#### [Exercise objective]
Print the records without any change, from their first line through the line containing "[609,360,639,410]", including both of those lines.

═══ Records shown

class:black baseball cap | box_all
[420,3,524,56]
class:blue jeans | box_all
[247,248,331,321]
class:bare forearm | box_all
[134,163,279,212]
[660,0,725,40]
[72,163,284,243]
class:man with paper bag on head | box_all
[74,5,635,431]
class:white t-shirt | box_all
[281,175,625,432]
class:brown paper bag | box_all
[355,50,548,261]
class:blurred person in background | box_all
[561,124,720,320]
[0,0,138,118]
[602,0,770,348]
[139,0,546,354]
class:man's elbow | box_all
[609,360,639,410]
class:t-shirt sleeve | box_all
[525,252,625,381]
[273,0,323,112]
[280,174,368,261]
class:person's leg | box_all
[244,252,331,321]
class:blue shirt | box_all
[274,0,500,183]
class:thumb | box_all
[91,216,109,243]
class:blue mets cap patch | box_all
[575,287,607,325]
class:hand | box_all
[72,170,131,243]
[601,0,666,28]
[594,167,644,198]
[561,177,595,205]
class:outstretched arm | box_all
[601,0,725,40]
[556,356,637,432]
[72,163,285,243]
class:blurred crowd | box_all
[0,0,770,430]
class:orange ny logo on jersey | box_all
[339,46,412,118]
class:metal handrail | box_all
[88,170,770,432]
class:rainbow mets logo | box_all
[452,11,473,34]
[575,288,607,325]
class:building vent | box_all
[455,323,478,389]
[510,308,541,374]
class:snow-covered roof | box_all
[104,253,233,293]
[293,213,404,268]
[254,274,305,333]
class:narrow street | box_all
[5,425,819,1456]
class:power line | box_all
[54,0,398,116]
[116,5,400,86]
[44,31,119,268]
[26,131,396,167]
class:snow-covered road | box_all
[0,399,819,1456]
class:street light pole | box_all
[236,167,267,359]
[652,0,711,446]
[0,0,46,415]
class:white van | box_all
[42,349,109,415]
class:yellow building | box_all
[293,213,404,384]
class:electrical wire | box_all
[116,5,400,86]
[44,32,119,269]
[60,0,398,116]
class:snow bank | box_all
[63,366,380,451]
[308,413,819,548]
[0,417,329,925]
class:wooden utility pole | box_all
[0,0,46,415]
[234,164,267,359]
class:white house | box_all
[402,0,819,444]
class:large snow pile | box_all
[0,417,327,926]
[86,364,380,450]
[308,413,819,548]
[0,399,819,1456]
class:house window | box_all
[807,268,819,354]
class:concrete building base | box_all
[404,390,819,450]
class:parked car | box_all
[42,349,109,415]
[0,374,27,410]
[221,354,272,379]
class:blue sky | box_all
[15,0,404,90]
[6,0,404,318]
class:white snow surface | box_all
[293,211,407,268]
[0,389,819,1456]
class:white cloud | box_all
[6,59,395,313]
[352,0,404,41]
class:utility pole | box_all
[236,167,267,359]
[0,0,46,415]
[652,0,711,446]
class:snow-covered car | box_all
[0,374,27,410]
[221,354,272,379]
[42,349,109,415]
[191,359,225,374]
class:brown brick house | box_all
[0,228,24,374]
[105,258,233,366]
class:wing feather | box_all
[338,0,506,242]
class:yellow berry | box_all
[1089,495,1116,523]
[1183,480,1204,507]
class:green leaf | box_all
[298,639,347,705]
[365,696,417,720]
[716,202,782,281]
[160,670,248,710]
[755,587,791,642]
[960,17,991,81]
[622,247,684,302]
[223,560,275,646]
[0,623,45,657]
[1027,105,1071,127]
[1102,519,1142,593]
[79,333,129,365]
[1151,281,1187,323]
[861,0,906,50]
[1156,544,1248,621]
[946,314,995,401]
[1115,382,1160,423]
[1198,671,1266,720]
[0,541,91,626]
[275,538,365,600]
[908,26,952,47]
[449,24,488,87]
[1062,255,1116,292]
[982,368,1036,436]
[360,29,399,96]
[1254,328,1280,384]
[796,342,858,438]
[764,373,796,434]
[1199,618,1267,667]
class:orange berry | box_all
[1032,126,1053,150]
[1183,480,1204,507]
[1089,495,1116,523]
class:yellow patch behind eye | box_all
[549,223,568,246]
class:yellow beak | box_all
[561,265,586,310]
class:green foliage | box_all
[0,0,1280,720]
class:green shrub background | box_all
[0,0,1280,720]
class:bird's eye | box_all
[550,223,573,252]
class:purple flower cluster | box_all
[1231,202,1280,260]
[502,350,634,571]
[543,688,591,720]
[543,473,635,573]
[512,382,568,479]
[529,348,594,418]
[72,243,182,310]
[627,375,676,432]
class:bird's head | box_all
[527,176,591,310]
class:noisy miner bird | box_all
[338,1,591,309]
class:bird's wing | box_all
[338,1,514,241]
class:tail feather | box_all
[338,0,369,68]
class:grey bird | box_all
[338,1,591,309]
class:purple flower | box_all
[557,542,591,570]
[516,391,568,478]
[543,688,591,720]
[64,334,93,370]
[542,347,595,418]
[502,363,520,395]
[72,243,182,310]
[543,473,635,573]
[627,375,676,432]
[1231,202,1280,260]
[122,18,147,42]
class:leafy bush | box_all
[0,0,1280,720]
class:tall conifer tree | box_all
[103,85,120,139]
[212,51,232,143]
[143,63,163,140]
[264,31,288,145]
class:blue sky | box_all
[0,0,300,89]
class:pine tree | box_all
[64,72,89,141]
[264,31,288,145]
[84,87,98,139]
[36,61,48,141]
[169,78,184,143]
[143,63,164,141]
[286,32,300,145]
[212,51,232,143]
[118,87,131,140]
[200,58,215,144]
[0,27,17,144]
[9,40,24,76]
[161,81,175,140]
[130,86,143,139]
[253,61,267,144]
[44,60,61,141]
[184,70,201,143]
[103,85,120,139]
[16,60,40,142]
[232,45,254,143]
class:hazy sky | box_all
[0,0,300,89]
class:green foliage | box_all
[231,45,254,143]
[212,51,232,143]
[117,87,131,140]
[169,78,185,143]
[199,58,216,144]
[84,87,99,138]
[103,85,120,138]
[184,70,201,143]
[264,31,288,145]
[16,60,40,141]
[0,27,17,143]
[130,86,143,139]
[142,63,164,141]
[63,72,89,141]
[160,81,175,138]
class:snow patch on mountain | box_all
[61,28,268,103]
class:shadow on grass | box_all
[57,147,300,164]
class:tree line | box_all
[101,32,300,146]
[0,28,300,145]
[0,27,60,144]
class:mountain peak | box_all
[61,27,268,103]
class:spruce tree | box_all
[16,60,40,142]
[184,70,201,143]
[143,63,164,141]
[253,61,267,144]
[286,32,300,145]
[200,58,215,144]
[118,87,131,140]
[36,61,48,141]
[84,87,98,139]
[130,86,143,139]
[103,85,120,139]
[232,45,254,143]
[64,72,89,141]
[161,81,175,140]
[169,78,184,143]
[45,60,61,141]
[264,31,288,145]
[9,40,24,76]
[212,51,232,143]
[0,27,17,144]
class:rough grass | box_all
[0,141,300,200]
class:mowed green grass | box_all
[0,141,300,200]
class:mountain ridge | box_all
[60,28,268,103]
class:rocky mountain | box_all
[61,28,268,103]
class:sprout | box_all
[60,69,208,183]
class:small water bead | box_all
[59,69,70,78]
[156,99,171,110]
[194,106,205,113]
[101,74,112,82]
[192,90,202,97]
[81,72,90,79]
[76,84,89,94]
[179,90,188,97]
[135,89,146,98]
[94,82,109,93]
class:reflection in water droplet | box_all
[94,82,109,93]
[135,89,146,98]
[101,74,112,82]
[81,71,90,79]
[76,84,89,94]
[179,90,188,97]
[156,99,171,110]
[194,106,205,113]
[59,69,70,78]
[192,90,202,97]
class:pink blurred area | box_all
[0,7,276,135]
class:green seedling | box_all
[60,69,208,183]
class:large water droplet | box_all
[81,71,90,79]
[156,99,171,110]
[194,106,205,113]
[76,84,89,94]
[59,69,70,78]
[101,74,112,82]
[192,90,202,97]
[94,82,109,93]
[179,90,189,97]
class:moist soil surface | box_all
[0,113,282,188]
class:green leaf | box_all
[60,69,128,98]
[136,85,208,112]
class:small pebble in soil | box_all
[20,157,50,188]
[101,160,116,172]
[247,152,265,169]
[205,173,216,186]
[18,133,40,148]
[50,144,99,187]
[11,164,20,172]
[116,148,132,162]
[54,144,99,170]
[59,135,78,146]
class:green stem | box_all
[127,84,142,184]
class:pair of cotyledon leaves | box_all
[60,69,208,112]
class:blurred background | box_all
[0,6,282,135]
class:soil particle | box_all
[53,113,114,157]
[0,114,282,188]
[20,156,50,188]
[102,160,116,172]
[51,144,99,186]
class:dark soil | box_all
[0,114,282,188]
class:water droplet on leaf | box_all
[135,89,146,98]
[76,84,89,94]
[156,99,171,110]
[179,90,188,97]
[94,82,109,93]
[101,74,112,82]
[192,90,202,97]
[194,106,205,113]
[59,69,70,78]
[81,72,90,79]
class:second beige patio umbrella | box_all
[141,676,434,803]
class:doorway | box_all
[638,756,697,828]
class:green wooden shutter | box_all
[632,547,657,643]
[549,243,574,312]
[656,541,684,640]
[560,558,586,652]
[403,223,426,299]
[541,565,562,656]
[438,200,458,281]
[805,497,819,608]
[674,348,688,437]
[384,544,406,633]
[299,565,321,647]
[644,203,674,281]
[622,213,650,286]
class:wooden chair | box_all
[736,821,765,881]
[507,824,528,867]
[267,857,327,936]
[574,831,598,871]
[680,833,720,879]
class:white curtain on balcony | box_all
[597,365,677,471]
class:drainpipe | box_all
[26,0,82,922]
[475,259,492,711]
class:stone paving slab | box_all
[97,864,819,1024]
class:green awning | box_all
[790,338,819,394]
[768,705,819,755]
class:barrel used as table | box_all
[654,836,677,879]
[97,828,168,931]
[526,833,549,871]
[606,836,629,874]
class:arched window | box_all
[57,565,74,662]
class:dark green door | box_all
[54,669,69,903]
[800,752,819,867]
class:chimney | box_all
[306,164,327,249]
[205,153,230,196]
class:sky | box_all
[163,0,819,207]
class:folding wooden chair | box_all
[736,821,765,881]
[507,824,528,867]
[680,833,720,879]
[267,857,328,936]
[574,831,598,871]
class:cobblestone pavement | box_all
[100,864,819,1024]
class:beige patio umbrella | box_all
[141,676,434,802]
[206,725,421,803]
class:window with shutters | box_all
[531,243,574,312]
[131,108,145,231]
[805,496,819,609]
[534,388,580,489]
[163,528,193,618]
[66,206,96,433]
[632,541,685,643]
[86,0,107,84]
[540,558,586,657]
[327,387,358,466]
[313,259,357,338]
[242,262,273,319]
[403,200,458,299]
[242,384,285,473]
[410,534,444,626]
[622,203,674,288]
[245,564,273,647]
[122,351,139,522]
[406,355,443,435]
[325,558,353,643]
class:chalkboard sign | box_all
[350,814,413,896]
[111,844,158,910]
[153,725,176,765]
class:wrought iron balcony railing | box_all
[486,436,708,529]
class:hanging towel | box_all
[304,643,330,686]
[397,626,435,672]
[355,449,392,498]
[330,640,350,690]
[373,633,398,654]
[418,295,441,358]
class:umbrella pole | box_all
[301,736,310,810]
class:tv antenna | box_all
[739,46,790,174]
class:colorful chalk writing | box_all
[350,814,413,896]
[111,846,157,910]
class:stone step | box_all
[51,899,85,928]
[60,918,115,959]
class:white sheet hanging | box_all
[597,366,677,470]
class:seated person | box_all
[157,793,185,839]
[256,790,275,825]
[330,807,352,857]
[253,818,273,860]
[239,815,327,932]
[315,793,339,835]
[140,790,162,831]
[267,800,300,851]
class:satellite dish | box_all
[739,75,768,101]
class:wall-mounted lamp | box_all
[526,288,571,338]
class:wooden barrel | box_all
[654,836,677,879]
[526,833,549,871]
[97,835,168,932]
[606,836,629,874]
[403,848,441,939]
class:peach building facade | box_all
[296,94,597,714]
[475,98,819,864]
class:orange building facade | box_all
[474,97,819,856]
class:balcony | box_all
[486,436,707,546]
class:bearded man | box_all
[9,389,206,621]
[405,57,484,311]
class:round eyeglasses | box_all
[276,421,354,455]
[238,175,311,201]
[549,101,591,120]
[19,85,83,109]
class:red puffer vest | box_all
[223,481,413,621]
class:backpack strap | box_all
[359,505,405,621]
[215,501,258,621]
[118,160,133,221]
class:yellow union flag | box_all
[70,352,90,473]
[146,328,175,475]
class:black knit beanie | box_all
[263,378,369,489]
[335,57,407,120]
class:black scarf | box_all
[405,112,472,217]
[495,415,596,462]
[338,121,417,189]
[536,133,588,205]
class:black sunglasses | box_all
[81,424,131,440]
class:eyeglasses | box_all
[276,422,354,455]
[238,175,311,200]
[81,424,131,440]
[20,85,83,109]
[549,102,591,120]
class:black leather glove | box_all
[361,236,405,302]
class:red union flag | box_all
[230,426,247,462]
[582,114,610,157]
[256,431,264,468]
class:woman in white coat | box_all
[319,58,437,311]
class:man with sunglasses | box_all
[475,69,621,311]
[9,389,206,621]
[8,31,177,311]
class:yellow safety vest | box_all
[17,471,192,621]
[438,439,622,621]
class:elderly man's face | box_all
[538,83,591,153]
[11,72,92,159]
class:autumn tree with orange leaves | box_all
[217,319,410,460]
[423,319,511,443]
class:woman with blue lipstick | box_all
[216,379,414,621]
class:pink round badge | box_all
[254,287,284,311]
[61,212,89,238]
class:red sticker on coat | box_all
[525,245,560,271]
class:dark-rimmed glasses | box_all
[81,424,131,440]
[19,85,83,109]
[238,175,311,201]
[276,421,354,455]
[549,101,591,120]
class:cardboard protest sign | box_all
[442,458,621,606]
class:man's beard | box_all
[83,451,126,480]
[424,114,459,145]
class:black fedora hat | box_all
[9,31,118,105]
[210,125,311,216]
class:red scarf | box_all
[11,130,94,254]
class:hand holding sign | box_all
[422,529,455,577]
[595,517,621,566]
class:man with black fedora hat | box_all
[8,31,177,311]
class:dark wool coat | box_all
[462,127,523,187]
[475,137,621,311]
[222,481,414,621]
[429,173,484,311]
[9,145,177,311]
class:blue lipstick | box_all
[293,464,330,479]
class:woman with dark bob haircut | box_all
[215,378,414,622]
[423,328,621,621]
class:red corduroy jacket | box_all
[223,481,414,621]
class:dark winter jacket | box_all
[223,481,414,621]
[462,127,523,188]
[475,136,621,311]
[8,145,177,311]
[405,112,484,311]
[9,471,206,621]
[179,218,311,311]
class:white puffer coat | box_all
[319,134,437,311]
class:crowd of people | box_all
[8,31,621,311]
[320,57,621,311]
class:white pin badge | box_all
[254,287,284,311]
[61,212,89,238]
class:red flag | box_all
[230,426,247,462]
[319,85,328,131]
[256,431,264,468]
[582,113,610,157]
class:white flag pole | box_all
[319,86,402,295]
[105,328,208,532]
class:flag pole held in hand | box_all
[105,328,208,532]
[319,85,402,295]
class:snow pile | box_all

══════

#### [Task output]
class:black baseball cap | box_all
[420,3,524,56]
class:blue jeans | box_all
[247,248,331,321]
class:bare forearm | box_all
[134,163,279,212]
[660,0,725,40]
[72,163,284,243]
class:man with paper bag on head | box_all
[74,5,635,431]
class:white t-shirt | box_all
[281,175,625,432]
class:brown paper bag | box_all
[355,50,548,261]
class:blurred person in background | box_all
[561,124,720,320]
[0,0,138,118]
[602,0,770,348]
[139,0,546,354]
class:man's elbow | box_all
[609,360,639,410]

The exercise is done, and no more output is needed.